| Task goal |
Your answer should be only the lines below from the one with "Annotation task: tag one point per instance of the leafy" to the one with "Annotation task: tag one point per instance of the white lattice", repeated exactly, ends included.

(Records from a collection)
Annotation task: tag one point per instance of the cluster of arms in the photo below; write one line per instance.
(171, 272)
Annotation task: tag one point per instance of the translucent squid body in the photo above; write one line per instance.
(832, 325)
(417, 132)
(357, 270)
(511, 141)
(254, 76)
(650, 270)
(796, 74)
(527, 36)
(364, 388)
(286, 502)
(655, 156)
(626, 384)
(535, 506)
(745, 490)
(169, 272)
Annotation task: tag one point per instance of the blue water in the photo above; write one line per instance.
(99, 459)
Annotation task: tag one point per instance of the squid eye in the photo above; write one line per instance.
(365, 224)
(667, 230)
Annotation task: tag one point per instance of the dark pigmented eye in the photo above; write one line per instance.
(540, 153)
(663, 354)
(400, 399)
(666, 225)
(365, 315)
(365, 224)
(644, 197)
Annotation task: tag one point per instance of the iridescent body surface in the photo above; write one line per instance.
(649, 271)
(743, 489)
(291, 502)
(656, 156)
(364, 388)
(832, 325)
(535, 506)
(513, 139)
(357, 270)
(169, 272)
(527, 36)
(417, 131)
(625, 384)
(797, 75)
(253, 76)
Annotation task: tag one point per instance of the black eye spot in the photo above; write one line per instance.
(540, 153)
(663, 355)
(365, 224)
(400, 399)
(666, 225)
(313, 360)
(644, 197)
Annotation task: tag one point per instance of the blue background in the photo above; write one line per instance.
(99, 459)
==
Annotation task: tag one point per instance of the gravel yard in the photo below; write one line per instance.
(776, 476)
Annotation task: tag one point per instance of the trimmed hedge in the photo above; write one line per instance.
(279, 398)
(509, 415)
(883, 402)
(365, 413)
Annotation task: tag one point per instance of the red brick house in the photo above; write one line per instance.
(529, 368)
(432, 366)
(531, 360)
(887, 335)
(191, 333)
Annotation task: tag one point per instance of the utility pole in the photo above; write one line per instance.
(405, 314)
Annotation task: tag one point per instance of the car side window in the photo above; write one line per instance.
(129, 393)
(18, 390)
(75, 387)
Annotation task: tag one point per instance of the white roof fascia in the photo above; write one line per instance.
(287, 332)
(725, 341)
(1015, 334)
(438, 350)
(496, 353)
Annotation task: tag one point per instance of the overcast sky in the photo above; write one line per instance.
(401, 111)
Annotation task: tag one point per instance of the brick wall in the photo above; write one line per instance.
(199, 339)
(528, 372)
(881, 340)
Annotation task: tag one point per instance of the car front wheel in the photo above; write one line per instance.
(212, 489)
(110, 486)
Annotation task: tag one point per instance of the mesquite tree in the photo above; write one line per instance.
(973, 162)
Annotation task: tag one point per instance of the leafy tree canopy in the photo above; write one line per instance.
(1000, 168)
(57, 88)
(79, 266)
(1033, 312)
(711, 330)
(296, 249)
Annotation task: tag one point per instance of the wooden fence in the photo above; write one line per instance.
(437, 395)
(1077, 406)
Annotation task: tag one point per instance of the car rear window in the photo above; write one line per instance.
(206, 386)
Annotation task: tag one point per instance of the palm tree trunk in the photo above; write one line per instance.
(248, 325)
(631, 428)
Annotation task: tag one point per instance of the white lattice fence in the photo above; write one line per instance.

| Solution to this problem |
Annotation task: tag one point per instance of the leafy tree canopy in the photo above; write one line per instance.
(1000, 168)
(57, 88)
(79, 266)
(1033, 312)
(711, 330)
(296, 249)
Annotation task: tag one point per instance of the wooden fence in the photo above; write one line per instance.
(437, 395)
(1077, 406)
Annotation task: tag one point per instance of the car rear window in the photo above; write one line per instance.
(206, 386)
Annotation task: tag one point per instance of the palm tree trunk in the photo above; write one line per instance.
(248, 325)
(631, 428)
Annotation task: tag one point per instance of the white lattice fence in the photo above; write one line per instance.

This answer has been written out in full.